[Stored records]

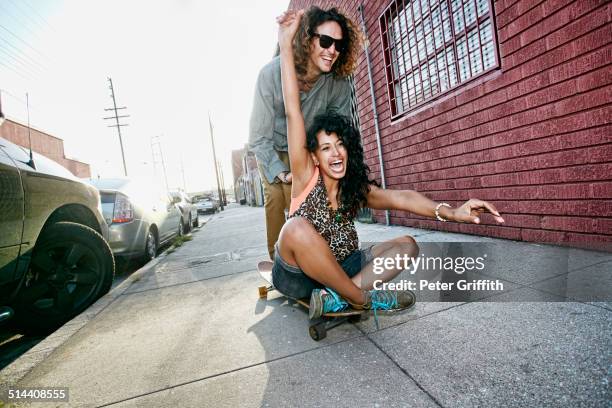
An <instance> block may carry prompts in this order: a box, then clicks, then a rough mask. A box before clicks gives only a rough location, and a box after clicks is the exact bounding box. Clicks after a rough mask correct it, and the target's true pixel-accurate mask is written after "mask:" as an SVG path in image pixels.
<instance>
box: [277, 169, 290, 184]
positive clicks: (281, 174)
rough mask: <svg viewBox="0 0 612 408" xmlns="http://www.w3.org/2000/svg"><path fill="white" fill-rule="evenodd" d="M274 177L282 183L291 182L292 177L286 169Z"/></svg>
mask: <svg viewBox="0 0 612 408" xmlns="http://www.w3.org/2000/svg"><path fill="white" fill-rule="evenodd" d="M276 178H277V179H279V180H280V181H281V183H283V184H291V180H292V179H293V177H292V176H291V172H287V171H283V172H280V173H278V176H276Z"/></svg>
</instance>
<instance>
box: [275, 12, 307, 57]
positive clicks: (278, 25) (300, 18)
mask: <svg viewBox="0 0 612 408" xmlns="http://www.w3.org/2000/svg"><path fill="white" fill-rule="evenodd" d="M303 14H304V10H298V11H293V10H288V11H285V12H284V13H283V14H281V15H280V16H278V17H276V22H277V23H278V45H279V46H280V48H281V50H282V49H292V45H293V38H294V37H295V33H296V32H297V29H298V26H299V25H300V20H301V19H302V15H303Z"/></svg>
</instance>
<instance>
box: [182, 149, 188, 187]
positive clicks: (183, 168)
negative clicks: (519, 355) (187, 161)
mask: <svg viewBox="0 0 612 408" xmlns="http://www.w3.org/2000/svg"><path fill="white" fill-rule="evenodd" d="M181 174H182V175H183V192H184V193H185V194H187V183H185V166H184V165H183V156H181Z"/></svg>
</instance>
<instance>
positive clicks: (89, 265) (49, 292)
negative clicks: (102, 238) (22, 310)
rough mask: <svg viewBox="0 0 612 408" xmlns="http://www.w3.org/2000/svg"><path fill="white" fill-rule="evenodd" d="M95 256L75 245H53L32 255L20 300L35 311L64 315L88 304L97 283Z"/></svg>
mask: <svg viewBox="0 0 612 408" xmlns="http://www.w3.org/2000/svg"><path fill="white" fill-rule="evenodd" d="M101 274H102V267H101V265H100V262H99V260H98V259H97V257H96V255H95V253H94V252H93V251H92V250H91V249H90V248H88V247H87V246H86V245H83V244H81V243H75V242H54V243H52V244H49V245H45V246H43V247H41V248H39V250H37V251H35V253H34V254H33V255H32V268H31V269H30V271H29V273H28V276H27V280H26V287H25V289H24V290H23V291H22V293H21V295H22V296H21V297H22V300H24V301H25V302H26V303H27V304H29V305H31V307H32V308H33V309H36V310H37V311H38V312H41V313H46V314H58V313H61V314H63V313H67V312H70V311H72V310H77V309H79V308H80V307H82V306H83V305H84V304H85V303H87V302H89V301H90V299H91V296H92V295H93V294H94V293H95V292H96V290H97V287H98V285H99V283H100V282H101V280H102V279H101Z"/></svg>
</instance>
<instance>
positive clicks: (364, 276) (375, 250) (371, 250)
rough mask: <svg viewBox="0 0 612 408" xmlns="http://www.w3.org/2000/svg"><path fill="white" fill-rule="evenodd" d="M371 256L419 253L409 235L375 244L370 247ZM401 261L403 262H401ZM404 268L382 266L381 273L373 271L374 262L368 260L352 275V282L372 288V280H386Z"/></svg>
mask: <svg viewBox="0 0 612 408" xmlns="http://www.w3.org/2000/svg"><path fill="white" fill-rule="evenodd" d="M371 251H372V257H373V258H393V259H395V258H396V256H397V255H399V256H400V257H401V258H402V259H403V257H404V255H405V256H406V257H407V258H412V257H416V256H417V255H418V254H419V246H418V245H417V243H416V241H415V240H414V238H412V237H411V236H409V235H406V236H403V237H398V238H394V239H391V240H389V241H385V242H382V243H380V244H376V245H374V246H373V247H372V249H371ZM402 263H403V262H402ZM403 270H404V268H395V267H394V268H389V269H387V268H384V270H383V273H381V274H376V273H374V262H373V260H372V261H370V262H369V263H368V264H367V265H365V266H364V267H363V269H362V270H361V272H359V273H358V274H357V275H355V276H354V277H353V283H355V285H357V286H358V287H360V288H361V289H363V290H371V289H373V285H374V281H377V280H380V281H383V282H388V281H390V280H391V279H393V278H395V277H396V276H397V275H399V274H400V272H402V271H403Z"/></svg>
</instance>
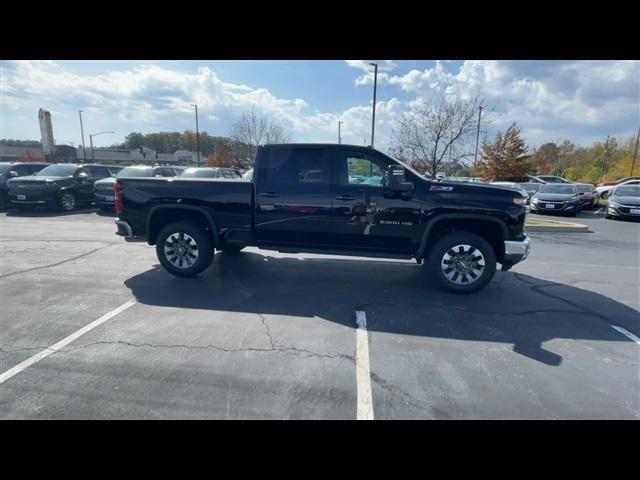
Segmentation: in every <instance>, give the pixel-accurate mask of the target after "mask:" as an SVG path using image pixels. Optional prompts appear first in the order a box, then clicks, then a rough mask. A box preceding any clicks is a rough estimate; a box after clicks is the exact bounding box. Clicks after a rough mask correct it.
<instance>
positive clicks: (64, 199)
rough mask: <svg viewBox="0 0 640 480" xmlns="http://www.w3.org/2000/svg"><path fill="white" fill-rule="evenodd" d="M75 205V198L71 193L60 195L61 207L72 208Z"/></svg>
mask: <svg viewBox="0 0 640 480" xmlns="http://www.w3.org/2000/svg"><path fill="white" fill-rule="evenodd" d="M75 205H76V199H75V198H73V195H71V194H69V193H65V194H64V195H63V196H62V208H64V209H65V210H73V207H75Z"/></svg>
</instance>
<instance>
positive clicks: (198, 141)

EXERCISE AIM:
Your task is to reproduce the entries above word for word, from the first line through the line with "box: [275, 12, 307, 57]", and please leave out any pictures.

WRITTEN RESPONSE:
An <instance> block may carry prompts in this order: a box, then clicks, then a rough mask. A box before clicks gives only a rough location, and a box after clicks is the exact bounding box. Clicks after a rough mask correct it, and the target's true pixel-accurate mask is written after "mask:" as an SVG path in image pixels.
<instance>
box: [277, 169, 290, 184]
positive clicks: (281, 174)
rough mask: <svg viewBox="0 0 612 408" xmlns="http://www.w3.org/2000/svg"><path fill="white" fill-rule="evenodd" d="M274 177L282 183L291 182L292 177L286 169Z"/></svg>
mask: <svg viewBox="0 0 612 408" xmlns="http://www.w3.org/2000/svg"><path fill="white" fill-rule="evenodd" d="M276 178H277V179H279V180H280V181H281V183H283V184H291V180H292V179H293V177H292V176H291V172H287V171H283V172H280V173H278V176H276Z"/></svg>
</instance>
<instance>
box: [275, 12, 307, 57]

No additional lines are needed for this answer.